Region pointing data
---

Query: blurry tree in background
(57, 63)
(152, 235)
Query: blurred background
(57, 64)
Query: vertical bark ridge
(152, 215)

---

(BRIEF): Repeat each of the entries exactly.

(ANSWER TO THIS PROBLEM):
Query: blurry tree in background
(57, 63)
(152, 235)
Query: blurred background
(57, 64)
Query: vertical bark ridge
(152, 215)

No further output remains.